# Information provided
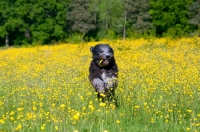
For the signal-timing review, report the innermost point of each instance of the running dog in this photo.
(103, 72)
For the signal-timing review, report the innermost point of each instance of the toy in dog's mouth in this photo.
(103, 62)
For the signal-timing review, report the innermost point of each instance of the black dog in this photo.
(103, 72)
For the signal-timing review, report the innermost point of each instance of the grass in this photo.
(46, 88)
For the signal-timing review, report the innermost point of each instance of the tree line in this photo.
(51, 21)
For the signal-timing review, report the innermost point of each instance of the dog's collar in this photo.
(100, 63)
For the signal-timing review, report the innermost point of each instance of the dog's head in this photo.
(103, 54)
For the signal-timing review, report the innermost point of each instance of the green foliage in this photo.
(170, 17)
(74, 38)
(48, 21)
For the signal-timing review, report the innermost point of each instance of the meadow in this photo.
(46, 88)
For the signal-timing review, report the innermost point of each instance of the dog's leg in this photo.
(99, 86)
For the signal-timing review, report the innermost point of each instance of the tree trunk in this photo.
(95, 14)
(7, 41)
(198, 12)
(125, 17)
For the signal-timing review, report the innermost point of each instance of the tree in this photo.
(10, 23)
(170, 16)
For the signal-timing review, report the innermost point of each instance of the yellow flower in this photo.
(102, 104)
(117, 121)
(56, 128)
(188, 129)
(19, 127)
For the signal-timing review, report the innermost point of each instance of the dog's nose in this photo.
(107, 56)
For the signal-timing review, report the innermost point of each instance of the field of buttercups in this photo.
(46, 88)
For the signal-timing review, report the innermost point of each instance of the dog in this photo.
(103, 72)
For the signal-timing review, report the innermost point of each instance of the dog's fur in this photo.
(103, 71)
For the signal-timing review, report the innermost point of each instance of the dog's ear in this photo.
(91, 49)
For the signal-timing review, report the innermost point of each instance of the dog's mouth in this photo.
(103, 62)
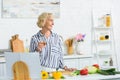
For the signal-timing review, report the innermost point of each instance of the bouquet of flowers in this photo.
(79, 37)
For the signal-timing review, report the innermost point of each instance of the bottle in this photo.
(111, 62)
(108, 20)
(26, 46)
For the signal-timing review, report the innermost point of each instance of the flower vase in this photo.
(79, 48)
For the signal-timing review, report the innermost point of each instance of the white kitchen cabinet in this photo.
(103, 44)
(72, 63)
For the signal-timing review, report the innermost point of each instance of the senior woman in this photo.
(48, 44)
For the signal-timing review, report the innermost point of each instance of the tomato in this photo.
(84, 71)
(96, 65)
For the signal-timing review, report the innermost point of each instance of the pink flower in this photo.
(80, 37)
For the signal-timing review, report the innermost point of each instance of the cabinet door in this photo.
(71, 63)
(84, 62)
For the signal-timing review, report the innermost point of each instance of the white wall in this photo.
(75, 17)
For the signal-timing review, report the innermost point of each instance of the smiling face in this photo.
(49, 23)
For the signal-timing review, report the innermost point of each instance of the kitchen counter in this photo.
(74, 56)
(77, 56)
(94, 77)
(85, 77)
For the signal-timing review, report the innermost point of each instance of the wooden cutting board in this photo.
(17, 45)
(21, 71)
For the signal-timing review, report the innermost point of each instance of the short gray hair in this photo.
(42, 19)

# What is being asked
All lines from the one with "door in this photo." through the end of the records need to be copied exactly, and no other lines.

# Exercise output
For the signal-timing review, report the innermost point of each instance of the cabinet door in this photo.
(71, 63)
(84, 62)
For the signal-timing review, report the innermost point of each instance of the white wall in this photo.
(75, 17)
For the signal-timing review, report the innermost point of each instance of the smiling face in this photo.
(49, 23)
For the signal-timing review, report the innermost point of each instance of the kitchen counter in this photo.
(74, 56)
(77, 56)
(94, 77)
(85, 77)
For the signal-timing review, report the innermost point of each instance of the wooden cutting board in this photo.
(17, 45)
(21, 71)
For the signal-timing review, report the innermost point of each instance of the short gray hair in this photo.
(42, 19)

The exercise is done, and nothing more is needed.